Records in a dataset

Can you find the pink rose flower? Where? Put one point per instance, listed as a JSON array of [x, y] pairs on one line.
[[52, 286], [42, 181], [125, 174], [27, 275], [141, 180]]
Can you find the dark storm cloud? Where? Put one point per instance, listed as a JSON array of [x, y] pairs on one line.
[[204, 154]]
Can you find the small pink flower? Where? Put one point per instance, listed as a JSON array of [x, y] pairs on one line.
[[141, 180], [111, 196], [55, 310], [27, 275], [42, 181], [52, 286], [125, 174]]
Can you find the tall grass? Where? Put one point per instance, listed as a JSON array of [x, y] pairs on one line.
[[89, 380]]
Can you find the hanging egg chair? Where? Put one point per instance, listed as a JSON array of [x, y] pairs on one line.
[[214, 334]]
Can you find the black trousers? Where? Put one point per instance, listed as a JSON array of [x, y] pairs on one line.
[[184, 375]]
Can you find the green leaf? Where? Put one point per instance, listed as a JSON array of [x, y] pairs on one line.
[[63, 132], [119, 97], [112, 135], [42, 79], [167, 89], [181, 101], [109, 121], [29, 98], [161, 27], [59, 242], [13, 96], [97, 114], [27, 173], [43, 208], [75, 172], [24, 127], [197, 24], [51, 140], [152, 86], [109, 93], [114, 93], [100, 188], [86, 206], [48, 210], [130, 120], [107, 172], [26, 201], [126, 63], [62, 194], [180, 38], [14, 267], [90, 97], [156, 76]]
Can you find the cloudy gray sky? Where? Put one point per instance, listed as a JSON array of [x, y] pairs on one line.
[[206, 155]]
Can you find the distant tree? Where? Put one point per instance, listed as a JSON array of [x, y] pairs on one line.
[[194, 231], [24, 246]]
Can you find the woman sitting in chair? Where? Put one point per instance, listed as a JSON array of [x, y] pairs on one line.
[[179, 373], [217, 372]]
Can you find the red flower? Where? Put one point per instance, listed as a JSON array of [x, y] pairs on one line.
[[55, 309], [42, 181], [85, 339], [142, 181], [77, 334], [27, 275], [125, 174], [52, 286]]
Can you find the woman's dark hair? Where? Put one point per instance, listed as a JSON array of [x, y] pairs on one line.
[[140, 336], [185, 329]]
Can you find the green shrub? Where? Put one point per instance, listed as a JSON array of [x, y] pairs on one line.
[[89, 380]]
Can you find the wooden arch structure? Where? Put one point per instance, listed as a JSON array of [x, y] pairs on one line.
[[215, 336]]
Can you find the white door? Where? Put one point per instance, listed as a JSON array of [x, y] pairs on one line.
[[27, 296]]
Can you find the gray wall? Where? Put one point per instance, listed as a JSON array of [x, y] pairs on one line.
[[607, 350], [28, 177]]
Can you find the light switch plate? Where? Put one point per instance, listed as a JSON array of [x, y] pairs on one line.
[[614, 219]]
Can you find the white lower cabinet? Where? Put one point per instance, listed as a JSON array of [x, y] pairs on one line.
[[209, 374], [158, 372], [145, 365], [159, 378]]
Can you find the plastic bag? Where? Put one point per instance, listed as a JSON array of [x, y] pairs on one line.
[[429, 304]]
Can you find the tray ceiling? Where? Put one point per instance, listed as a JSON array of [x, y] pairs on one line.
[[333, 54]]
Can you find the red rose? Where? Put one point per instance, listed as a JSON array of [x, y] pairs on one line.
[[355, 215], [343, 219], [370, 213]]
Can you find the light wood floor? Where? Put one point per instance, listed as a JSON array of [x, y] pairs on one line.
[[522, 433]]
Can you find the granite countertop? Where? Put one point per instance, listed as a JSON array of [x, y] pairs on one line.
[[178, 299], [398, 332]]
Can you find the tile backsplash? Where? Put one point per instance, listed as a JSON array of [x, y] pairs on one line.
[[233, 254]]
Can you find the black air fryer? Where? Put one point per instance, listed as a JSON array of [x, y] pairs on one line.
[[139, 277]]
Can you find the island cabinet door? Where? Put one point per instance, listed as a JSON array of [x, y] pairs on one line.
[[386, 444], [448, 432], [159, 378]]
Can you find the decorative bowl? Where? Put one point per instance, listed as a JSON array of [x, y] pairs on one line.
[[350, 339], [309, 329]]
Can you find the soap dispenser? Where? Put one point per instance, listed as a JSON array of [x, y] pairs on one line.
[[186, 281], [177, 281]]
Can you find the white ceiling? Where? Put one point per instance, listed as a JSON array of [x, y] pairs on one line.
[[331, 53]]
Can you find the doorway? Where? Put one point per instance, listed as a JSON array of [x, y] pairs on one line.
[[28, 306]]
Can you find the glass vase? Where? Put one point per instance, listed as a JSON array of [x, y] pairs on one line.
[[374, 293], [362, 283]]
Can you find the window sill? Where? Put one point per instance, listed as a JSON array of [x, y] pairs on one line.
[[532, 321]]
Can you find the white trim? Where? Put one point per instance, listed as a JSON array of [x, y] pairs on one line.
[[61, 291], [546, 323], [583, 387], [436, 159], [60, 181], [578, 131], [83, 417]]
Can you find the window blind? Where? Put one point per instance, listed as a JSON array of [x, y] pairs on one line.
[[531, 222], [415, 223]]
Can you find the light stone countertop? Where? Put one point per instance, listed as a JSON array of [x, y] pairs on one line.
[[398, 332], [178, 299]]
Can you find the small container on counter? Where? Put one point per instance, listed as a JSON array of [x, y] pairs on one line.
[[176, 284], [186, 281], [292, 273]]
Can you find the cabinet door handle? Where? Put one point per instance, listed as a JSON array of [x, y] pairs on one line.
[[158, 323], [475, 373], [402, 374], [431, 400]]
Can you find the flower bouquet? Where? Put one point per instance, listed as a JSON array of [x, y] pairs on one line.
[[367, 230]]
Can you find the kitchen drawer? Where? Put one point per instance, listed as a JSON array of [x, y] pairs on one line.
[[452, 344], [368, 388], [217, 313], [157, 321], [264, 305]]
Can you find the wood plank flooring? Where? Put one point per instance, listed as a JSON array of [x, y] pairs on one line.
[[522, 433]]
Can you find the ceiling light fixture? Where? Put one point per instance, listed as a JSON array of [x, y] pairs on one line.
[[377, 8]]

- AIM OF THE EXERCISE: Could you return all of the lines above word for word, without changing anything?

- RESULT:
Can you find the pink rose flower? Where? Put one point per instance, listed as a JSON array of [x, y] pairs on one line.
[[52, 286], [42, 181], [125, 174], [27, 275], [141, 180]]
Can you find the dark storm cloud? Where? Put one point per instance, listed as a JSON array of [x, y] pairs on one line.
[[204, 154]]
Can you find the small pink flower? Where? Put one point per instance, listed as a JSON array of [x, y] pairs on one line.
[[141, 180], [111, 196], [55, 310], [27, 275], [42, 181], [52, 286], [125, 174]]
Can you find the tall grass? Where? Put one point per instance, listed as a JSON array of [x, y] pairs on one line.
[[89, 380]]
Can you find the hanging egg chair? Where? Put one point per instance, listed as a JSON array of [x, y] pairs on one line.
[[214, 334]]
Can you find the black trousers? Where? Put one point per instance, listed as a JSON array of [x, y] pairs on one line.
[[184, 375]]
Can you find the green leaf? Where? Put one point per instance, listed as a JSON array of [x, y] pairs on one line.
[[63, 132], [119, 97], [112, 135], [42, 79], [167, 89], [181, 101], [109, 121], [29, 98], [161, 27], [59, 242], [13, 96], [97, 114], [27, 173], [43, 208], [75, 172], [24, 127], [197, 24], [51, 140], [152, 86], [109, 93], [114, 93], [100, 188], [86, 206], [48, 210], [130, 120], [107, 172], [26, 201], [126, 63], [62, 194], [180, 38], [14, 267], [90, 97], [156, 76]]
Can you find the cloudy gray sky? Where? Put one point per instance, listed as a JSON array of [x, y] pairs on one line.
[[206, 155]]
Can you find the distant tree? Where? Put one point per instance, listed as a JSON array of [x, y] pairs on one line.
[[194, 231], [24, 246]]
Can you find the woman sitting in chair? Where? Put one point per instance, listed as a JSON array of [x, y] pairs on one line.
[[179, 373], [217, 372]]
Can you find the red flower? Where? Put one point per instance, listed as a JSON array of [x, y] pairs on one line.
[[55, 309], [42, 181], [85, 339], [142, 181], [77, 334], [27, 275], [125, 174], [52, 286]]
Can you find the woman's dark hair? Where? Put one point per instance, listed as a JSON array of [x, y] pairs on one line.
[[140, 336], [185, 329]]
Can you find the green shrub? Where? Put one point per instance, listed as a JSON array of [x, y] pairs on one line.
[[89, 380]]
Can you find the wooden arch structure? Where? Put one point per instance, listed as a JSON array of [x, y] pairs on one line.
[[215, 336]]
Can you find the white door? Where? Put one point per instance, listed as a JSON array of [x, y] pairs on one line.
[[27, 296]]
Can you find the gray wall? Where? Put one point per instance, listed as a JSON array of [x, y] pairs on one line.
[[607, 350], [28, 177]]
Can you find the light switch plate? Where? Put one point per instance, listed as a JSON array of [x, y] pairs on one line.
[[614, 219]]
Can you find the white lower cabinet? Where? Put one point per instance, listed as a JSON array of [x, y] pairs on one line.
[[209, 374], [158, 372], [145, 365], [159, 378]]
Can you find the plastic bag? Where? Put one point per instance, listed as a JSON array of [x, y] pairs on one line.
[[429, 304]]
Can you find the tray ceiling? Where? Put one point per instance, listed as a JSON array of [x, y] pairs on one line.
[[333, 54]]
Can you find the red rose? Where? Put one point per instance, listed as a JSON array of [x, y] pairs on one line.
[[355, 215], [343, 219], [370, 213]]
Can you find the light wood floor? Where? Put one point per instance, listed as a JSON array of [x, y] pairs on one line.
[[522, 433]]
Can you find the granite countertop? Where? Put one point per instance, listed as a JSON array of [x, y] pairs on one line.
[[178, 299], [398, 332]]
Can you find the tile backsplash? Where? Put one point per instance, listed as a JSON array of [x, y] pairs on one line.
[[233, 254]]
Can you find the black air fryer? Where? Put one point per instance, listed as a JSON array of [x, y] pairs on one line.
[[139, 277]]
Can you find the island cabinet door? Where? Put one point per instance, listed as a JSON array of [x, y] pairs on one line.
[[386, 444], [448, 432], [159, 378]]
Can you find the decorative bowl? Where? Put one point per instance, listed as a JSON array of [x, y] pairs on one line.
[[350, 339], [309, 329]]
Can you find the soap dispenser? Where? Put one point per instance, listed as a JSON array of [x, y] pairs on one line.
[[186, 281], [177, 281]]
Can you find the white ceiling? Where? Put one point per instance, listed as a JSON array of [x, y] pairs on one line.
[[331, 53]]
Can you find the doorway? Where? Put one point per instance, listed as a JSON array of [x, y] pairs on one line.
[[28, 306]]
Can you find the glass vase? Where? Put one point per instance, listed as a JSON array of [x, y] pairs on one line.
[[374, 293], [362, 283]]
Can you find the window sill? Where? Put one point per instance, listed as a JSON array of [x, y] pairs on one line.
[[532, 321]]
Can you find the white trim? Where? Put one point per instance, listed as a JSON array of [x, y] pairs on one line.
[[61, 291], [546, 323], [583, 387], [436, 159], [60, 181], [578, 131], [83, 417]]
Can you find the window blind? Where? Put one point per instance, listed as a JSON array of [x, y] pairs on one line.
[[531, 222], [415, 223]]
Can you find the light stone countertop? Where? Put one point per instance, listed as a JSON array of [x, y] pairs on one line.
[[398, 332], [178, 299]]
Can you find the small container on counter? Where? Put one point per instance, listed as a JSON array of [x, y] pairs on one line.
[[176, 284], [186, 281], [292, 273]]
Can you find the cabinet door handle? Where? Put one point per instance, listed as a JSON array of [x, y] pairs on one line.
[[158, 323], [475, 373], [402, 374], [431, 400]]
Can you find the flower bouquet? Where? Put one point per instance, listed as a JSON array of [x, y] pairs on one line.
[[367, 230]]
Can you find the kitchen drawer? Where? Put one point per instance, listed as a JSON array of [x, y] pairs on one line.
[[452, 344], [368, 388], [217, 313], [157, 321], [264, 305]]
Can you find the wood plank flooring? Where? Put one point per instance, listed as a JSON array of [x, y] pairs on one line.
[[522, 433]]
Can you find the ceiling light fixture? Where? Put one point per instance, listed as a JSON array of [x, y] pairs on one line.
[[377, 8]]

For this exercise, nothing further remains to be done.